**Activité 1:** Reformulez sous forme de liste courte le paragraphe de la fiche de subvention qui commence par « In previous work ». Gardez ses faits principaux.
**Activité 2:** Résumez la fiche de subvention en deux phrases.
**Activité 3:** Recopiez un passage de la fiche de subvention. Commencez aux mots « In previous work, we » et arrêtez-vous après « for protein modeling. ».

**Passage choisi:**

○ ○ ○ ○

Subventions et des contributions :

Titre :
Development of data-driven sampling and its application to protein design and variant prediction
Numéro de l’entente :
RGPIN
Valeur d'entente :
170 000,00 $
Date d'entente :
10 mai 2017 -
Organisation :
Conseil de recherches en sciences naturelles et en génie du Canada
Location :
Ontario, Autre, CA
Numéro de référence :
GC-2017-Q1-03251
Type d'entente :
subvention
Type de rapport :
Subventions et des contributions
Informations supplémentaires :

Subvention ou bourse octroyée s'appliquant à plus d'un exercice financier. (2017-2018 à 2022-2023)

Nom légal du bénéficiaire :
Kim, Philip (University of Toronto)
Programme :
Programme de subventions à la découverte - individuelles
But du programme :

In previous work, we have successfully developed machine-learning based methods to solve various prediction problems in structural biology, including predicting changes to stability and binding affinity upon mutations. We have also developed a new protein engineering platform tightly coupling computational design with high-throughput screening. However, in these approaches, we still made use of conventional, physics inspired modeling methods. Here, we plan to develop more data-driven methods for protein modeling.

○ ○ ○ ○

**Extrait des données:**
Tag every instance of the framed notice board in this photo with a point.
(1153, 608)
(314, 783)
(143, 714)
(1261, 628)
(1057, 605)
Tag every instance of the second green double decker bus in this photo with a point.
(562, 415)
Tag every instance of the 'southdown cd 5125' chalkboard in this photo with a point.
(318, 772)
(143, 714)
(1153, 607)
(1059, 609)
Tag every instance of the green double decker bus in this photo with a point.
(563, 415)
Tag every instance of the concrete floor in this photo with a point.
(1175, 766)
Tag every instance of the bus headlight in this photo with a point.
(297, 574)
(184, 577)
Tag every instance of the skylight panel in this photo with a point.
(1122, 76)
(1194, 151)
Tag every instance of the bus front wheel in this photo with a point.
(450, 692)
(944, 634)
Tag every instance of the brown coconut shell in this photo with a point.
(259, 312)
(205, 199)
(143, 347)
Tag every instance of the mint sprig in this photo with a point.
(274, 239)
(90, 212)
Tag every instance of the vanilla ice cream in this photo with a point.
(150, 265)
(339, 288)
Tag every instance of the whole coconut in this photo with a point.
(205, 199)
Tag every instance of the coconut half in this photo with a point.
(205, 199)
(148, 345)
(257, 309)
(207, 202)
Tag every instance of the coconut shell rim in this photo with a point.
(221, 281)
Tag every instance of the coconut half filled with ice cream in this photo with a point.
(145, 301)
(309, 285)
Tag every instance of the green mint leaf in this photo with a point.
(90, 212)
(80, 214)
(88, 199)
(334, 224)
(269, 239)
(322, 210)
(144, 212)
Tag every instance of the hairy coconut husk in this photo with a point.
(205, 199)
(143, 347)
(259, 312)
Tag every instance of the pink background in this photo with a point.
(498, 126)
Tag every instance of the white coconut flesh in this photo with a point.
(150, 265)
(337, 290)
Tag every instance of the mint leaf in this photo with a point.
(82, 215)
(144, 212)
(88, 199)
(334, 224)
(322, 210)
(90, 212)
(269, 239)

○ ○ ○ ○

**Corrigé rédigé 1:**
- Travaux antérieurs : des méthodes d'apprentissage automatique pour plusieurs problèmes de prédiction en biologie structurale, dont les changements de stabilité et d'affinité de liaison après des mutations.
- Une nouvelle plateforme d'ingénierie des protéines qui lie étroitement la conception par ordinateur et le criblage à haut débit.
- Limite : ces approches utilisaient encore des méthodes de modélisation classiques, inspirées de la physique.
- Projet : développer des méthodes de modélisation des protéines davantage fondées sur les données.

**Corrigé rédigé 2:** Philip Kim (University of Toronto) reçoit du Conseil de recherches en sciences naturelles et en génie du Canada une subvention de 170 000,00 $, datée du 10 mai 2017 et portant sur les exercices 2017-2018 à 2022-2023, dans le cadre du Programme de subventions à la découverte - individuelles. Le projet vise à développer des méthodes de modélisation des protéines davantage fondées sur les données, appliquées à la conception de protéines et à la prédiction de variants.

**Corrigé rédigé 3:**
In previous work, we have successfully developed machine-learning based methods to solve various prediction problems in structural biology, including predicting changes to stability and binding affinity upon mutations. We have also developed a new protein engineering platform tightly coupling computational design with high-throughput screening. However, in these approaches, we still made use of conventional, physics inspired modeling methods. Here, we plan to develop more data-driven methods for protein modeling.